> _TEXTO PARA LEITURA_
Fundador do Podemos teme retrocesso na América Latina

Jornal GGN – Juan Carlos Monedero, um dos criadores do partido espanhol Podemos, surgido em 2014, teme retrocesso nos avanços sociais na América Latina. Para o cientista político, as esquerdas latino-americanas cometeram o erro de atacar a pobreza, mas não conseguir engajar os cidadãos, que se tornaram apenas proprietários e consumidores.

Em entrevista para a Folha de S. Paulo, Monedero explica a ascensão do Podemos, fala das semelhanças dos fatos no início deste século e dos que precederam a Primeira Guerra Mundial, e diz que o “terrorismo financeiro, apesar de vestir terno e gravata, é tão perigoso quanto foi o nazismo”. Leia mais abaixo:

Da Folha

Criador da sigla espanhola Podemos teme retrocesso na América Latina

Colapso econômico, mudanças radicais no sistema político, escalada bélica, grande desemprego: tudo isso aconteceu nos anos que precederam a Primeira Guerra Mundial, no início do século passado. Tudo isso ocorre hoje, e as semelhanças das situações são inquietantes.
 
O alerta é do cientista político Juan Carlos Monedero, 53, um dos criadores do Podemos, o novo partido espanhol surgido em 2014, na esteira dos protestos contra a austeridade, e que se tornou a terceira força política no país nas eleições de dezembro passado.

 
Para ele, a “única varinha mágica” para sair da crise é gerar emprego –o contrário do que governos estão fazendo. E ataca: “O terrorismo financeiro, apesar de vestir terno e gravata, é tão perigoso quanto foi o nazismo nos anos 30 do século passado”, declara em entrevista à Folha.
 
Professor da Universidade Complutense de Madri, Monedero teme uma regressão política na América Latina. “Na Argentina, a metade do país não vai permitir que [Mauricio] Macri acabe com os avanços sociais dos últimos anos. Alguns, especialmente os EUA, não teriam problema em converter a América Latina em uma guerra civil permanente, como na Líbia, na Síria ou no Iraque. Confio que os governantes da esquerda estejam conscientes desse risco”, diz.

Ex-assessor de Hugo Chávez, ele afirma esperar que “a politização evite essa regressão”. Na sua análise, as esquerdas latino-americanas cometeram os mesmos erros que as europeias: atacaram a pobreza, mas não conseguiram engajar os cidadãos, que se tornaram apenas proprietários e consumidores.

Autor de “La Rebelión de los Indignados” (2011) e de “Que no nos Representan!” (2011, com Pablo Iglesias, o líder do Podemos), Monedero foi integrante da executiva do partido. Avalia que as últimas eleições espanholas enterraram o bipartidarismo no país.

Nesta entrevista, ele fala dos pontos em discussão em curso para a formação de um governo de coalizão com o tradicional PSOE (Partido Socialista Operário Espanhol): freios a privatizações, a demissões e ao TTIP, tratado que liberaliza negócios.

> _LISTAGEM FORNECIDA_
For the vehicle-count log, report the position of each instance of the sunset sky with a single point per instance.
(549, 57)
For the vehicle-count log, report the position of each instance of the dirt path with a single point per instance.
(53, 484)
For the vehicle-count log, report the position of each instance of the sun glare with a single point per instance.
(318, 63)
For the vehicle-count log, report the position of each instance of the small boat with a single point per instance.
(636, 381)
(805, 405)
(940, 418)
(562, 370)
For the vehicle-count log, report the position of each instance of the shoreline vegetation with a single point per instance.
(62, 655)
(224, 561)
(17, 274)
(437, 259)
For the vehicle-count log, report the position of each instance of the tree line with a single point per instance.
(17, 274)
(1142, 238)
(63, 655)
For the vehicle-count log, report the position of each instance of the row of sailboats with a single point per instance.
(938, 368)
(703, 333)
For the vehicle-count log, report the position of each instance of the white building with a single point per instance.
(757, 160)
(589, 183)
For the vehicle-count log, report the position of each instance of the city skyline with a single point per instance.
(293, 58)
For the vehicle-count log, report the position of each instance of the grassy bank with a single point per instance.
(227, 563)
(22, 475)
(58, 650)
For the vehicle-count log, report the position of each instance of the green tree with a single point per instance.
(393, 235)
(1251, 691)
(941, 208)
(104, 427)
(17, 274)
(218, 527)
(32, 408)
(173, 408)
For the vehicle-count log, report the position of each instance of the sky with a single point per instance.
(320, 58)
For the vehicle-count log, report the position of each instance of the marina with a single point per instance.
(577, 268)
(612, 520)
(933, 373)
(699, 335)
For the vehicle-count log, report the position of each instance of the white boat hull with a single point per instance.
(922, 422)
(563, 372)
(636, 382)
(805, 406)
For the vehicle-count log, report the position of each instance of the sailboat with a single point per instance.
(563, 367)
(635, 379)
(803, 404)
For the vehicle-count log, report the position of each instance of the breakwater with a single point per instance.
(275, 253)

> _TAREFA A FAZER_
Por favor, continue a matéria sobre Juan Carlos Monedero e o Podemos, começando logo após a última frase apresentada.

> _RESPOSTA À TAREFA_
*

Folha – Como o sr. explica o avanço eleitoral do Podemos?
Juan Carlos Monedero – Numa campanha eleitoral, é mais difícil esconder a mensagem; as estratégias de ocultamento funcionam pior. Podemos, como um partido emergente, tem recebido muitas críticas de praticamente todo o espectro político, o que o havia enfraquecido. Nas eleições, ele pode contar quem é.

A eleição de dezembro significou o fim do bipartidarismo na Espanha?
Sem dúvida. Em comparação com outros momentos, quando [PP e PSOE] chegaram a ocupar mais de 80% dos assentos, hoje os dois principais partidos não podem formar um governo juntos. Além disso, as decomposições do PP, pela corrupção, e do PSOE, por sua falta de rumo, atestam que o problema do bipartidarismo é estrutural.

Só erros profundos do Podemos poderiam dar alento ao bipartidarismo. Mas não parece que essa possibilidade esteja no horizonte. As coisas têm sido bem-feitas até agora e não há razão para enganos no futuro próximo.

Quais são as prioridades do partido se chegar ao poder em coalizão com o PSOE?
Foi apresentada a Lei 25, em referência ao artigo 25 da Declaração Universal dos Direitos Humanos. Trata-se de garantir soluções a pessoas em situação de urgência econômica.

Ela propõe medidas contra a pobreza energética –luz, gás–, estabelece alternativa habitacional a vítimas de abusos, evita despejos para quem não tem onde morar e acaba com o co-pagamento farmacêutico.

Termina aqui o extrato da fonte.